[net.bugs.4bsd] unix domain loop or mbuf loss

arwhite@watmath.UUCP (Alex White) (02/21/84)

Subject: Loss of mbufs - or - system hang
Index:	sys/uipc_usrreq.c 4.2BSD

Description:
	Tearing down queued connections in the Unix domain upon a soclose
	is done incorrectly.  As distributed, it will cause a hang while
	things loop in the kernel; the fix distributed:
		From: madden@sdccsu3.UUCP (Jim Madden)
		Newsgroups: net.bugs.4bsd
		Subject: 4.2 IPC machine hang
		Article-I.D.: sdccsu3.1238
		Posted: Mon Nov  7 03:09:21 1983
		Organization: U.C. San Diego, Computer Center
	will fix the hang, but will cause you to loose 3 mbuf's every
	time you have a queued connection which hasn't yet been accepted
	when you do the soclose.
Repeat-By:
	First do a netstat -m. Run the following in the background:
	#include <stdio.h>
	#include <sys/types.h>
	#include <sys/socket.h>
	#include <sys/un.h>

	main()
	{
		struct sockaddr_un address;
		int s;

		s = socket(AF_UNIX, SOCK_STREAM, 0);
		address.sun_family = AF_UNIX;
		strcpy(address.sun_path, "xxx");
		if(bind(s, &address, sizeof(address.sun_family) + strlen(address.sun_path)) < 0) {
			perror("bin");
			exit(1);
		}
		listen(s, 5);
		pause();
	}
	Then run as many instances of the following as you want - 8 seems
	to be the max.
	#include <stdio.h>
	#include <sys/types.h>
	#include <sys/socket.h>
	#include <sys/un.h>

	main()
	{
		struct sockaddr_un address;
		int s, i;

		s = socket(AF_UNIX, SOCK_STREAM, 0);
		address.sun_family = AF_UNIX;
		strcpy(address.sun_path, "xxx");
		if((i = connect(s, &address, sizeof(address.sun_family) + 
			strlen(address.sun_path))) < 0) {
			perror("connect");
			exit(1);
		}
	}
	Kill the first process.  Do a netstat -m and compare, you will find that
	there are 8 extra mbuf's allocated to socket structures, 8
	to protocol control blocks, and 8 to socket addresses.

> _Source material_
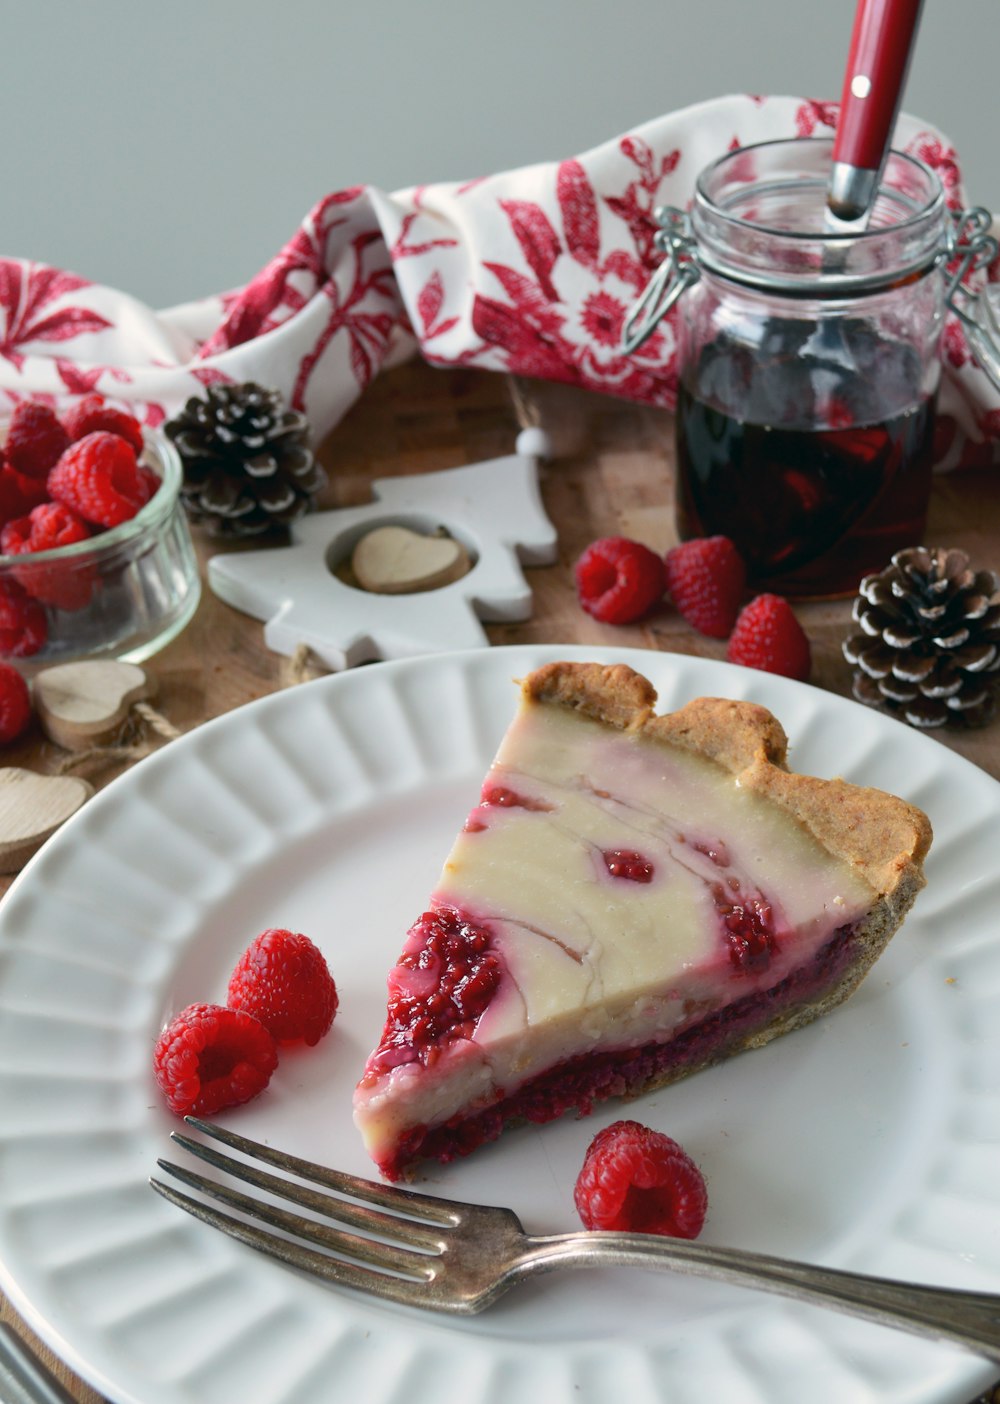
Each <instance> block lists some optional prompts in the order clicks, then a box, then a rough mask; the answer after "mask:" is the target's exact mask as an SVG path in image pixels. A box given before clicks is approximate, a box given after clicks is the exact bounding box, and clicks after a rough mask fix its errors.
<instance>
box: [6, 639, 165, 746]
mask: <svg viewBox="0 0 1000 1404" xmlns="http://www.w3.org/2000/svg"><path fill="white" fill-rule="evenodd" d="M31 687H32V696H34V702H35V713H37V716H38V720H39V722H41V726H42V730H44V731H45V734H46V736H48V737H49V739H51V740H53V741H55V743H56V744H58V746H65V747H66V750H69V751H81V750H86V748H87V747H90V746H103V744H104V743H105V741H110V740H111V739H112V737H114V736H115V733H117V731H118V730H119V727H121V724H122V722H124V720H125V719H126V717H128V715H129V710H131V709H132V706H133V705H135V703H136V702H139V701H142V699H143V698H149V696H152V695H153V692H154V691H156V685H154V682H153V680H152V678H149V677H147V674H146V673H143V670H142V668H140V667H138V664H135V663H119V661H118V660H117V658H91V660H86V661H83V663H60V664H56V667H53V668H44V670H42V671H41V673H38V674H37V675H35V678H34V681H32V685H31Z"/></svg>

> _What you will do_
[A] Translate this sentence from the 4.2BSD mbuf-loss bug report into Spanish: "Tearing down queued connections in the Unix domain upon a soclose is done incorrectly."
[B] Write the next part of the 4.2BSD mbuf-loss bug report, starting right after its last sentence, which ends "8 to socket addresses."

> _Answers for each item_
[A] El cierre de las conexiones en cola en el dominio Unix al hacer un soclose se realiza de forma incorrecta.

[B]
	(Note - if you didn't put in the fix from madden@sdccsu3
	you will loop in the kernel)
Fix:
	madden's fix was totally wrong - the other protocols all free up
	the socket in their cleanup routines - some to a disastrous extent
	such as udp_usrreq, which in PRU_ABORT it does a sofree right
	after invoking in_pcbdetach which also does one; and before doing
	a soisdisconnected on the socket it just freed!
	(I suspect you should delete the sofree call).
	However, for the above described problem first take out the
	fix from madden@sdccsu3.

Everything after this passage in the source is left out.